▶ QUESTIONS:
- A) According to the course listing, during which year should all ESCI students take ESCI 310 Environmental Problem Solving?
- B) Quote the course listing word for word, beginning at the words "BIOL 208 Biological" and stopping after "Energy and the Environment (4 credits)".

▶ SUPPLIED PASSAGE:
Field course (4 credits):
GEOL 260 Regional Geology and Geological Field Methods (4 credits)
BIOL 211 Introduction to Field Research (4 credits)

Biology coursework (12 credits):
BIOL 207 Genetics, Ecology, and Evolution (4 credits)
BIOL 208 Biological Communication and Energetics (4 credits)
BIOL 333 Ecology (4 credits)

Engineering coursework (4 credits):
ENGR 123 Energy and the Environment (4 credits)

Chemistry courses (4-8 credits):
CHEM 111 General Chemistry I (4 credits) and CHEM 112 General Chemistry II (4 credits)
or
CHEM 115 Accelerated General Chemistry (4 credits)

Mathematics coursework (4-8 credits):
MATH 108 Calculus with Review I (4 credits) and MATH 109 Calculus with Review II (4 credits)
or
MATH 113 Calculus I (4 credits)

Statistics course (4 credits):
STAT 220 Statistics I (4 credits) or MATH 303 Statistics for the Applied Sciences (4 credits)

Humanities and Policy/Economics coursework (choose two of the following) (8 credits):
ECON 370 Environmental and Natural Resource Economics (4 credits)
ENVR 212 Social Dynamics and the Environment (4 credits)
ENVR 301 Environmental Ethics (4 credits) or PHIL 358 Environmental Ethics (4 credits)
ENVR 351 Environmental Policy (4 credits) or POLS 316 Environmental Policy (4 credits)

ESCI 310 Environmental Problem Solving (4 credits)
This course explores methods of solving environmental problems. These problems are by nature, interdisciplinary and are rarely addressed in a substantive fashion in traditional science textbooks. In this course, students and faculty work together to develop a working model of a critical earth system or biogeochemical cycle (i.e. the carbon or nitrogen cycle), and learn how to make calculations of human-induced changes to that system. Students from all concentrations of the environmental science major will work together on this interdisciplinary research project using modeling and systems analysis software to more fully understand specific environments and the quantitative methods of assessing challenges to those environments. This course should be taken by all ESCI students during their junior year.
Prerequisite: Environmental Science majors should have completed BIOL 209, CHEM 201, or GEOL 211/252. Environmental Studies (ENVR) majors that wish to take this course should contact the ESCI program director or course instructor. ENVR majors with a social science, business, or humanities concentration may take this course after completion of their science sequence. ENVR majors with a science concentration must have completed their BIOL, CHEM, and GEOL requirements.

ESCI 430 Senior Research Seminar (4 credits)
This course is designed to fulfill the senior capstone experience in Environmental Science as it brings together students from all of the environmental science concentrations (biology, chemistry, and geology) to complete interdisciplinary research projects. In the semester prior to the course offering, Environmental Science majors, in consultation with their faculty advisors and the course instructor, will develop a research project that they will complete as part of this course. Students may also choose to more fully develop a research project in which they have been participating or propose a service-learning or community-based project. Furthermore, groups of students could propose to perform an interdisciplinary project. The format of this research is intentionally open-ended because it is meant to provide flexibility and choice to the students and the course instructor. Student-led seminars on topics of the students’ choosing will comprise most weekly meetings, along with updates on research progress and a final presentation to the St. Thomas community on the outcome of the student’s research projects. This course should be completed in the final Spring semester prior to graduation.
Prerequisite: ESCI 310 or permission of instructor; at least one ENVR course.

NOTE: Additional coursework in geographic information systems, environmental policy, economics, law, etc would lead to an even stronger degree program. ESCI and ENVR affiliated faculty can provide suggestions for additional courses, co-majors, and/or minors that might be applicable. Students pursuing graduate degrees in environmental science are strongly encouraged to take introductory physics courses (PHYS 111 and 112).

Region pointing data

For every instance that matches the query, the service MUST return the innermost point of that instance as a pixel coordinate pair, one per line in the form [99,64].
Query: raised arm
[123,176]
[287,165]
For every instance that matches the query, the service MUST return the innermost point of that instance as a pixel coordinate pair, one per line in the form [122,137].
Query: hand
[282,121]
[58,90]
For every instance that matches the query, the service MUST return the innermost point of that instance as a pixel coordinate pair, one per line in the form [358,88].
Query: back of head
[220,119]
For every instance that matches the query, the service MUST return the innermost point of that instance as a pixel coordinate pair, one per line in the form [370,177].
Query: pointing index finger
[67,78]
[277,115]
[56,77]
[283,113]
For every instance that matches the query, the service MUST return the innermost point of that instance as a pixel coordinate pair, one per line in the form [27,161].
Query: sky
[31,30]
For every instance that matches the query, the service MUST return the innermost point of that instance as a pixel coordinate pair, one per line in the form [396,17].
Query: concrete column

▶ PROBLEM SOLUTIONS:
- A) Their junior year.

- B)
BIOL 208 Biological Communication and Energetics (4 credits)
BIOL 333 Ecology (4 credits)

Engineering coursework (4 credits):
ENGR 123 Energy and the Environment (4 credits)